#### About this exercise
Please return every record exactly as written, leaving out the pictures.

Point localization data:
=== Section Start ===

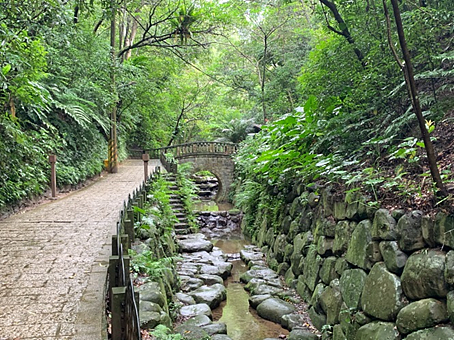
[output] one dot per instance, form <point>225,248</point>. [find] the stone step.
<point>183,231</point>
<point>177,206</point>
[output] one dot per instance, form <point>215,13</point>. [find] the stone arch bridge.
<point>214,157</point>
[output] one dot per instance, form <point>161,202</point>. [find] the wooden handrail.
<point>197,148</point>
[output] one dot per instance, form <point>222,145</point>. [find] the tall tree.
<point>407,69</point>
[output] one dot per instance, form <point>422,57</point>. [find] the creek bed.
<point>242,321</point>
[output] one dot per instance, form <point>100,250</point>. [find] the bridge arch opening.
<point>207,184</point>
<point>220,185</point>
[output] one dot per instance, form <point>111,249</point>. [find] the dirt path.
<point>53,261</point>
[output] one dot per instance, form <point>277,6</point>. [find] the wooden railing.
<point>123,301</point>
<point>200,148</point>
<point>188,149</point>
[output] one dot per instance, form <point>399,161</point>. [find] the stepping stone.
<point>194,310</point>
<point>212,295</point>
<point>193,244</point>
<point>274,309</point>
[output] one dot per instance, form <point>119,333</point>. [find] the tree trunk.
<point>411,84</point>
<point>343,29</point>
<point>262,83</point>
<point>112,152</point>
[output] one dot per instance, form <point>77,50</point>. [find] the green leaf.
<point>6,69</point>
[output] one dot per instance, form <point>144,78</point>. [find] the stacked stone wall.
<point>221,166</point>
<point>366,273</point>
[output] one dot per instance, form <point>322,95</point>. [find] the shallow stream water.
<point>242,321</point>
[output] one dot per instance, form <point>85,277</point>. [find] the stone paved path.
<point>53,261</point>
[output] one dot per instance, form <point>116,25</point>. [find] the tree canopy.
<point>322,78</point>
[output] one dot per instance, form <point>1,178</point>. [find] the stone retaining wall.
<point>221,166</point>
<point>366,273</point>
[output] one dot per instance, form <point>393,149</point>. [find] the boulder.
<point>373,252</point>
<point>428,231</point>
<point>340,210</point>
<point>382,295</point>
<point>311,270</point>
<point>313,199</point>
<point>450,305</point>
<point>325,245</point>
<point>185,298</point>
<point>351,286</point>
<point>315,299</point>
<point>357,248</point>
<point>296,207</point>
<point>325,226</point>
<point>341,265</point>
<point>192,332</point>
<point>151,291</point>
<point>255,300</point>
<point>220,337</point>
<point>449,268</point>
<point>348,323</point>
<point>342,235</point>
<point>331,302</point>
<point>410,232</point>
<point>444,229</point>
<point>194,310</point>
<point>150,313</point>
<point>395,259</point>
<point>421,314</point>
<point>378,331</point>
<point>211,295</point>
<point>279,246</point>
<point>384,226</point>
<point>190,283</point>
<point>435,333</point>
<point>423,275</point>
<point>338,333</point>
<point>302,289</point>
<point>318,318</point>
<point>274,309</point>
<point>294,320</point>
<point>301,334</point>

=== Section End ===

#### Reply
[output] one dot per instance, form <point>225,248</point>. [find] the stone step.
<point>183,231</point>
<point>177,206</point>
[output] one dot per instance, form <point>215,13</point>. [find] the stone arch bridge.
<point>214,157</point>
[output] one dot per instance, form <point>161,202</point>. [find] the wooden handrail.
<point>197,148</point>
[output] one dot per instance, form <point>222,145</point>. [find] the tall tree.
<point>407,69</point>
[output] one dot per instance, form <point>422,57</point>. [find] the creek bed.
<point>242,321</point>
[output] one dot per instance, form <point>100,250</point>. [find] the bridge arch opening.
<point>207,184</point>
<point>220,185</point>
[output] one dot per instance, form <point>111,249</point>. [find] the dirt path.
<point>53,261</point>
[output] one dot per instance, form <point>277,6</point>. [find] the wooden railing.
<point>123,301</point>
<point>200,148</point>
<point>188,149</point>
[output] one dot per instance, form <point>399,161</point>. [find] the stepping stone.
<point>194,310</point>
<point>212,295</point>
<point>193,244</point>
<point>274,309</point>
[output] one dot per instance, form <point>119,333</point>. [find] the tree trunk.
<point>411,84</point>
<point>343,29</point>
<point>262,83</point>
<point>112,152</point>
[output] one dot per instance, form <point>77,50</point>. [find] the green leaf.
<point>6,69</point>
[output] one dot per instance, form <point>144,78</point>. [find] the stacked stone wall.
<point>221,166</point>
<point>366,273</point>
[output] one dot per instance, form <point>322,95</point>. [find] the shallow stream water.
<point>242,321</point>
[output] one dot per instance, form <point>85,277</point>. [find] the stone paved path.
<point>53,261</point>
[output] one dot per instance, form <point>116,25</point>. [find] the tree canopy.
<point>322,78</point>
[output] one dot per instance, form <point>1,178</point>. [find] the stone retaining wall.
<point>221,166</point>
<point>366,273</point>
[output] one dot per instance, form <point>393,149</point>. [find] the boulder.
<point>373,252</point>
<point>428,231</point>
<point>340,210</point>
<point>382,295</point>
<point>311,270</point>
<point>313,199</point>
<point>450,305</point>
<point>325,245</point>
<point>185,298</point>
<point>351,286</point>
<point>315,299</point>
<point>357,248</point>
<point>296,207</point>
<point>325,226</point>
<point>341,265</point>
<point>192,332</point>
<point>151,291</point>
<point>255,300</point>
<point>220,337</point>
<point>449,268</point>
<point>348,323</point>
<point>342,235</point>
<point>331,302</point>
<point>410,232</point>
<point>444,229</point>
<point>194,310</point>
<point>150,313</point>
<point>395,259</point>
<point>421,314</point>
<point>378,331</point>
<point>211,295</point>
<point>279,246</point>
<point>384,226</point>
<point>190,283</point>
<point>435,333</point>
<point>423,275</point>
<point>338,333</point>
<point>302,289</point>
<point>318,318</point>
<point>274,309</point>
<point>294,320</point>
<point>301,334</point>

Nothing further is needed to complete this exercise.